• _Aufgaben_:
(A) Beantworte anhand des Auszugs aus der Asylentscheidung die folgenden drei Fragen und kennzeichne deine Antworten ebenfalls mit (i), (ii) und (iii).
(i) Aus welchen Gründen befindet sich der Berufungswerber laut dem ersten Absatz außerhalb der Türkei?
(ii) Wessen Übergriffe werden in dem Absatz, der mit „Im anderen Falle wäre evident“ beginnt, befürchtet?
(iii) Welchen Antrag stellt die Amtsbeschwerde im letzten Satz?
(B) Fasse den Auszug aus der Asylentscheidung in genau zwei Sätzen zusammen.
(C) Schreibe die Fortsetzung des Auszugs aus der Asylentscheidung, beginnend nach dessen letztem Satz.
== Angezeigter Text
Zusammenfassend wird festgehalten, dass sich der Berufungswerber - aus Gründen, wie der Sachverständige in seinem GA (Anmerkung: Gutachten), samt Befund klar und deutlich ausführte - aus wohlbegründeter Furcht und der zunehmenden islamischen Radikalisierung insbesondere in der Heimatregion der BW, außerhalb der Türkei befindet und im Hinblick auf diese Furcht nicht gewillt ist, in dieses Land zurückzukehren und auch keiner der in Artikel 1 Abschnitt C oder F der GFK genannten Endigungs- und Ausschlussgründe vorliegt. (…)

Im anderen Falle wäre evident, dass der Asylwerber 'nicht in der Lage' wäre, gegen die gerade beschriebenen, zu befürchtenden Übergriffe der türkischen Sicherheitsbehörden bei der dann als staatliche Gewalt anzusprechenden Macht (genügenden) 'Schutz' zu finden (…).

Auf Grund des durchgeführten Ermittlungsverfahrens in der öffentlichen mündlichen Verhandlung und auf Grund der oben dargestellten rechtlichen Erwägungen kommt daher das erkennende Mitglied des Unabhängigen Bundesasylsenates im gegenständlichen Fall zu dem Ergebnis, dass auf Grund der zum Zeitpunkt dieser Entscheidung geltenden Sach- und Rechtslage der Asylantrag der Berufungswerberin begründet ist, weshalb spruchgemäß der Berufungswerberin Asyl zu gewähren war, zumal weder während des erstinstanzlichen Verfahrens noch während des Verfahrens vor dem Unabhängigen Bundesasylsenat Asylausschlussgründe iSd Art. 1 Abschnitt F GFK oder Endigungsgründe iSd Art. 1 Abschnitt C GFK hervorgekommen sind."

Gegen diesen Bescheid richtet sich die vorliegende Amtsbeschwerde mit dem Antrag, ihn wegen Rechtswidrigkeit aufzuheben.
====
== Angezeigte Daten
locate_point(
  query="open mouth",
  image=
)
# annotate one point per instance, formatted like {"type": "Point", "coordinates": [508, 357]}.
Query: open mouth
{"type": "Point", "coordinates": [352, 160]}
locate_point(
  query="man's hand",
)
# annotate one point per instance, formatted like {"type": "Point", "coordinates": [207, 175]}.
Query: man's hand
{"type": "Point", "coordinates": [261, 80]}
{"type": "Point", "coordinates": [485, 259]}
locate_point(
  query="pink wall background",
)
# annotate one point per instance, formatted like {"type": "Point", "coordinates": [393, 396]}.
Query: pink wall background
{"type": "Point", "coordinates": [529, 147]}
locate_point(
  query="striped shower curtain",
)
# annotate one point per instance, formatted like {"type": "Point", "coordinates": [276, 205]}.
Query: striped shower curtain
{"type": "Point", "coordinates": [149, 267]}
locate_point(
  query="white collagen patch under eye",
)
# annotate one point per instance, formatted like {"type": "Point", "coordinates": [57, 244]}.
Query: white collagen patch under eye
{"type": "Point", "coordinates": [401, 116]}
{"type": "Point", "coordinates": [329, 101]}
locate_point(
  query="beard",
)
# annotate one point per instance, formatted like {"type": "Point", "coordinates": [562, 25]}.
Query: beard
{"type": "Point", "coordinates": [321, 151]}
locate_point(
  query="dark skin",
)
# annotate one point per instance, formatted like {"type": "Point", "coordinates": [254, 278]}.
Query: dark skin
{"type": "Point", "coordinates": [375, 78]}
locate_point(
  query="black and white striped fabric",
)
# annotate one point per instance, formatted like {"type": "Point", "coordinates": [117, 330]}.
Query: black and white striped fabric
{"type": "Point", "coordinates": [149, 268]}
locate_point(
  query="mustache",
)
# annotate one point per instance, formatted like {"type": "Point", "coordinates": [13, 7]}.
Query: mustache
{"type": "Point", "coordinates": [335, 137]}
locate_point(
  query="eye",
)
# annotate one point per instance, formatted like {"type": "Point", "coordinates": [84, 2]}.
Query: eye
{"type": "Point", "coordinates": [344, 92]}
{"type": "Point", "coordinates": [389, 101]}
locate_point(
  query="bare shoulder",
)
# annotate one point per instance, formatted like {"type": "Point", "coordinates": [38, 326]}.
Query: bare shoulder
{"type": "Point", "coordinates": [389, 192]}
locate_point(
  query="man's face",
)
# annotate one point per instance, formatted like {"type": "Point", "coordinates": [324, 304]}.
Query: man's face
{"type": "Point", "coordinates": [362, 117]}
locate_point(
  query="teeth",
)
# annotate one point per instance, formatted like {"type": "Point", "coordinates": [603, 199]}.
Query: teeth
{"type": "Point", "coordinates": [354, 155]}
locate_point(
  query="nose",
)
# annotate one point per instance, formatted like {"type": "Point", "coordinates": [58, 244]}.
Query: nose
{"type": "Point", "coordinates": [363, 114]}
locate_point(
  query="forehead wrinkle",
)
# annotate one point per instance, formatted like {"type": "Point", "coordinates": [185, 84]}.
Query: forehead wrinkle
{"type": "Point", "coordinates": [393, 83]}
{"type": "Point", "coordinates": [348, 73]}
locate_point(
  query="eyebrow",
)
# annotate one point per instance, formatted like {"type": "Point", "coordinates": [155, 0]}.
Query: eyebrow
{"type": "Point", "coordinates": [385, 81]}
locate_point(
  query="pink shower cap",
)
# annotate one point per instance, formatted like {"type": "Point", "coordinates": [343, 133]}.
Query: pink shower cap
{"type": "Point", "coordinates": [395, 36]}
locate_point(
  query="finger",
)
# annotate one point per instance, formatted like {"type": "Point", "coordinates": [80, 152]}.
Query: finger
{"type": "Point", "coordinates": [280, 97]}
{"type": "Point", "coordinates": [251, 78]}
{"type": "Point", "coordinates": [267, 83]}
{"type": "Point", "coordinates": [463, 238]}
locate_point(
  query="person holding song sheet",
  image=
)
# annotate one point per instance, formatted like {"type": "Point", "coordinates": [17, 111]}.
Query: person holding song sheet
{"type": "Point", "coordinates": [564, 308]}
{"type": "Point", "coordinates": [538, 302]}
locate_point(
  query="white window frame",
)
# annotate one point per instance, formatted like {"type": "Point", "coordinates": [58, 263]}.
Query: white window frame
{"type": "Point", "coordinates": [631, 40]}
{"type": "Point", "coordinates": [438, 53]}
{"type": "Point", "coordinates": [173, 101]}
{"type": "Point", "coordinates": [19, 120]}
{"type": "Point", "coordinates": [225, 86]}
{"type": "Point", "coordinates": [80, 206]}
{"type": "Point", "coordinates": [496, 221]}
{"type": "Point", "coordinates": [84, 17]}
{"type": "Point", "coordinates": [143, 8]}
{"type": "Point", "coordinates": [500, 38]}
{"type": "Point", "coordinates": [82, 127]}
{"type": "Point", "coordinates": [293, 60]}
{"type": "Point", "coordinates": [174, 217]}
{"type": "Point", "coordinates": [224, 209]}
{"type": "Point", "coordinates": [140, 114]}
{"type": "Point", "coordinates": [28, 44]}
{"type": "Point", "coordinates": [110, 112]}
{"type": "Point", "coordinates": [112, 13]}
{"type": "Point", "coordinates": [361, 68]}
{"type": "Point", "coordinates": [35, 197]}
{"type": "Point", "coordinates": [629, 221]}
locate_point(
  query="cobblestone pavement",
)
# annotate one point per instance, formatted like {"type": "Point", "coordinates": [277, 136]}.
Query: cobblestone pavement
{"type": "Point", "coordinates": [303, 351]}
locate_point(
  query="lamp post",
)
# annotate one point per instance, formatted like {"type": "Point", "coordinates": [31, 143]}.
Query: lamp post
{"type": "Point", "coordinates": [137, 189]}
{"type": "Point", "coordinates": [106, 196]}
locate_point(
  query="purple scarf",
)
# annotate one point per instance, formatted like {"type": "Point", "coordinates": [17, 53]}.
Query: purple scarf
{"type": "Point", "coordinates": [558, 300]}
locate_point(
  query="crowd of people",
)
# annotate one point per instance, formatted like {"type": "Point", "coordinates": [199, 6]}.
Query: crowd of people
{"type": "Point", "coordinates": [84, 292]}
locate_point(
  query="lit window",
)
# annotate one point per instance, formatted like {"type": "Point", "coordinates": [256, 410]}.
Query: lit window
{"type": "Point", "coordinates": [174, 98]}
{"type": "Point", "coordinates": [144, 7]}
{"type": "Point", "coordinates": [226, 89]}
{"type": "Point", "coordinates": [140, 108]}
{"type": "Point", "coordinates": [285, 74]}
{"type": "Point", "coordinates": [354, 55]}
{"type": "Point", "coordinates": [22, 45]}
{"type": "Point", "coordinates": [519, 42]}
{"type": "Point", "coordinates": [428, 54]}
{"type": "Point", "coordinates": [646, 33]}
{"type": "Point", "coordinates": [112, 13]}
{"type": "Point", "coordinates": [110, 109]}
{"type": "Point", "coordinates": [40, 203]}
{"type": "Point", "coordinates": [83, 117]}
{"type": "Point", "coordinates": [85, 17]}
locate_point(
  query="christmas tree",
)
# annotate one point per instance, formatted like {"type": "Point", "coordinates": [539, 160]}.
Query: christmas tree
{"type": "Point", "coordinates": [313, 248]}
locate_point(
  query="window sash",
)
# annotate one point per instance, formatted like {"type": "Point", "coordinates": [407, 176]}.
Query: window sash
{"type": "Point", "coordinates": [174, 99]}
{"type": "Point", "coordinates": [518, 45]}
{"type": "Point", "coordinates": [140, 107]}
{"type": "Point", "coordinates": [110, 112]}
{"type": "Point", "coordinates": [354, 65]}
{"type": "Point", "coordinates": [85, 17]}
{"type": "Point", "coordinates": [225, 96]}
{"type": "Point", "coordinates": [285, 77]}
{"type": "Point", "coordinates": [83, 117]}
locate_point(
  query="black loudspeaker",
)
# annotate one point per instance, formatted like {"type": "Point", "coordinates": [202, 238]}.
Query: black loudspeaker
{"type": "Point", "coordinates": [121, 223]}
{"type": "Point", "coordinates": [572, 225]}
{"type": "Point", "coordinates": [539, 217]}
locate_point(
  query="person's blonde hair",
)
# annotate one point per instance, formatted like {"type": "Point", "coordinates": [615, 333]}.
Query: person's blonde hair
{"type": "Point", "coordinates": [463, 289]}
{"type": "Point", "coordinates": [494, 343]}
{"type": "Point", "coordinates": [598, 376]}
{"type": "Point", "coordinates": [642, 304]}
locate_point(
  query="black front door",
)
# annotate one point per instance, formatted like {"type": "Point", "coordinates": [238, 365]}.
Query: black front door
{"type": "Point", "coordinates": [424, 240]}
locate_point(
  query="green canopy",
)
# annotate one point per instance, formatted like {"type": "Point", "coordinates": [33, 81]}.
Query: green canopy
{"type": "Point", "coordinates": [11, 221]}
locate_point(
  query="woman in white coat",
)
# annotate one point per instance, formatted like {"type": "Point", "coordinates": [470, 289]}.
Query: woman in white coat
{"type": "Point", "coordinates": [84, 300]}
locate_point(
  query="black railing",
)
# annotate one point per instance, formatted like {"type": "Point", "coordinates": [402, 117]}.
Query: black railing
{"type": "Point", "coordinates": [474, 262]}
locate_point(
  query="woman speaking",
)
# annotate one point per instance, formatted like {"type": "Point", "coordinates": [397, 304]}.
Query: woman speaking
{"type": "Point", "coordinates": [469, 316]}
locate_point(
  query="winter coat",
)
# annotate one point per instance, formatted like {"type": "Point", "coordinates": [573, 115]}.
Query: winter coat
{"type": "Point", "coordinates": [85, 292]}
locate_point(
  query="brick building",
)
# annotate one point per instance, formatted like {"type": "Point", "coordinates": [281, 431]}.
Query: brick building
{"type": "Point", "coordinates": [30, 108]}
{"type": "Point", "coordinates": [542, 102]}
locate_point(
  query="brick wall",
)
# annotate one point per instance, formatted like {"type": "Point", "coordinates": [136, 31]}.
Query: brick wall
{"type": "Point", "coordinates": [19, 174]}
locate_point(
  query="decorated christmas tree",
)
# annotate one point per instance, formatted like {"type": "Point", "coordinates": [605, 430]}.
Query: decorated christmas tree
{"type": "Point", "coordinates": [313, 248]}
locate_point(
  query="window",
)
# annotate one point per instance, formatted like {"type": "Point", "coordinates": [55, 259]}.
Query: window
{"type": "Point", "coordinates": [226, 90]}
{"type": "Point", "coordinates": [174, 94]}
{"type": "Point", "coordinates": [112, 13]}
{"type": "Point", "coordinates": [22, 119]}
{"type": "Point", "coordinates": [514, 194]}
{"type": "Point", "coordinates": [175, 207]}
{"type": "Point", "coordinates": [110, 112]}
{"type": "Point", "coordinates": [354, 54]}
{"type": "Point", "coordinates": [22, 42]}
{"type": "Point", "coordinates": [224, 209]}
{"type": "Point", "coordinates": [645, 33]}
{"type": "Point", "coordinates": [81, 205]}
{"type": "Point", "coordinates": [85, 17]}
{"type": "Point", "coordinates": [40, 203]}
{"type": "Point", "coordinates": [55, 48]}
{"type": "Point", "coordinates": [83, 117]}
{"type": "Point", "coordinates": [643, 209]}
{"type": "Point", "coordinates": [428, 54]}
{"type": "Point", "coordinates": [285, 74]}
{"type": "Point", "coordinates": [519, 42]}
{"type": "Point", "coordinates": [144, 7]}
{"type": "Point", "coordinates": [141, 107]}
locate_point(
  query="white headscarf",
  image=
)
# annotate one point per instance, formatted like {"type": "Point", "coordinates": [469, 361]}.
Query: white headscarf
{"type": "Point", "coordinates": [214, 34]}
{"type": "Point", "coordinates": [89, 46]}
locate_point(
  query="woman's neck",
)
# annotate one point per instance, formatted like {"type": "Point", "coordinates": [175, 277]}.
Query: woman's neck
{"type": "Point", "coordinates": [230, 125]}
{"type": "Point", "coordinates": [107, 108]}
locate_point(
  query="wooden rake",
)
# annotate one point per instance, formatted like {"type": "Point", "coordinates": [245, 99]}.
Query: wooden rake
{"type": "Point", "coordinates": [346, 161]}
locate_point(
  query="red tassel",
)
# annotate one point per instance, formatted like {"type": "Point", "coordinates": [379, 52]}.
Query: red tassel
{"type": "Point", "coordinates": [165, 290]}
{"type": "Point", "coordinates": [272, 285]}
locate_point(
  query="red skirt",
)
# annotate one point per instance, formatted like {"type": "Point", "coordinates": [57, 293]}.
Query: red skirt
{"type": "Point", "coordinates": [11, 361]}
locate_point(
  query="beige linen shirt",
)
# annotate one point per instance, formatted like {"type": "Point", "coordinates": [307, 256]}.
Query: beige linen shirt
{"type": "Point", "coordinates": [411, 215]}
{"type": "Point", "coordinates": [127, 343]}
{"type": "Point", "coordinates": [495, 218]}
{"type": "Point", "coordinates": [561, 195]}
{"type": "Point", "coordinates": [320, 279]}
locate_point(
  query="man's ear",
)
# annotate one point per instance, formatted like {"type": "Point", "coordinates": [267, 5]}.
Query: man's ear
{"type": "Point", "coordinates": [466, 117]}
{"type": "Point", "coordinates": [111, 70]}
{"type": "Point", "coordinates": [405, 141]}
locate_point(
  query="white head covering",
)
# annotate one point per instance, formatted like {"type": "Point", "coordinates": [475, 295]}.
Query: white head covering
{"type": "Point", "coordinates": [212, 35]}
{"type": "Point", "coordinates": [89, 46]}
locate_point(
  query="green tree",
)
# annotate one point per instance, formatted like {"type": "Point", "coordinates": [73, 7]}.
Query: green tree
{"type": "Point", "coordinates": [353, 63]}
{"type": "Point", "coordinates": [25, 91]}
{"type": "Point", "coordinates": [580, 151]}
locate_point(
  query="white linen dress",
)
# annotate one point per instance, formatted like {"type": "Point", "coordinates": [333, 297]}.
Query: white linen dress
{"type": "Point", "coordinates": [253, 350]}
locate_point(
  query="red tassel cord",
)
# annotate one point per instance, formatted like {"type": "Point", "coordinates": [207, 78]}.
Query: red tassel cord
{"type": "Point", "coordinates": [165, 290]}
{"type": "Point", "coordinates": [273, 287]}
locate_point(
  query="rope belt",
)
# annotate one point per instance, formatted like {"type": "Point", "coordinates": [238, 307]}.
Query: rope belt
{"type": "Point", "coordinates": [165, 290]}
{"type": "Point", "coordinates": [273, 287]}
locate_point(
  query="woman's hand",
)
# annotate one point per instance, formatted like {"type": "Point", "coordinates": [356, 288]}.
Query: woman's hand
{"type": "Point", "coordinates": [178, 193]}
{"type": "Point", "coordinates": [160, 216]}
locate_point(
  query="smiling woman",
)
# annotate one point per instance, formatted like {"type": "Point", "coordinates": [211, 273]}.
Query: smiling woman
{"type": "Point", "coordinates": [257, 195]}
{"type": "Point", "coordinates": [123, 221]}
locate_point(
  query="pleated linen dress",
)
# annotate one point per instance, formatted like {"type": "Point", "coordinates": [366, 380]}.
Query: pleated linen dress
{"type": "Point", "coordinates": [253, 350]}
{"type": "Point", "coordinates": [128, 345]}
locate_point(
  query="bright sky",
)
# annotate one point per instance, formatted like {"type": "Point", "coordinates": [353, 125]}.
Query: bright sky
====
• _Endgültige Antworten_:
(A)
(i) Aus wohlbegründeter Furcht und wegen der zunehmenden islamischen Radikalisierung, insbesondere in der Heimatregion.
(ii) Die Übergriffe der türkischen Sicherheitsbehörden.
(iii) Den Bescheid wegen Rechtswidrigkeit aufzuheben.

(B) Der Auszug hält fest, dass sich die berufungswerbende Partei aus wohlbegründeter Furcht und wegen der zunehmenden islamischen Radikalisierung außerhalb der Türkei befindet und keine Endigungs- oder Ausschlussgründe nach Art. 1 Abschnitt C oder F GFK vorliegen, weshalb das Mitglied des Unabhängigen Bundesasylsenates den Asylantrag für begründet hält und Asyl gewährt. Gegen diesen Bescheid richtet sich eine Amtsbeschwerde mit dem Antrag, ihn wegen Rechtswidrigkeit aufzuheben.

(C)
Die belangte Behörde legte die Verwaltungsakten vor und beantragte die Abweisung der Amtsbeschwerde. Der Mitbeteiligte erstattete eine Gegenschrift und beantragte die kostenpflichtige Beschwerdeabweisung.

Der Verwaltungsgerichtshof hat in einem gemäß § 12 Abs. 1 Z 2 VwGG gebildeten Senat erwogen:

Die Amtsbeschwerde macht im Wesentlichen geltend, dass die Begründung der Asylgewährung im angefochtenen Bescheid nicht schlüssig und nachvollziehbar sei, würden sich die Feststellungen der belangten Behörde doch fast durchgehend auf eine weibliche Asylwerberin beziehen, während der Mitbeteiligte männlich sei. Auf das gegenständliche Verfahren bezogene individuelle Feststellungen fehlten im angefochtenen Bescheid fast gänzlich, sodass nicht ansatzweise nachvollziehbar sei, auf welchen Sachverhalt sich das entscheidende Mitglied bei Gewährung von Asyl gestützt habe.

Damit zeigt die Amtsbeschwerde einen relevanten Begründungsmangel auf.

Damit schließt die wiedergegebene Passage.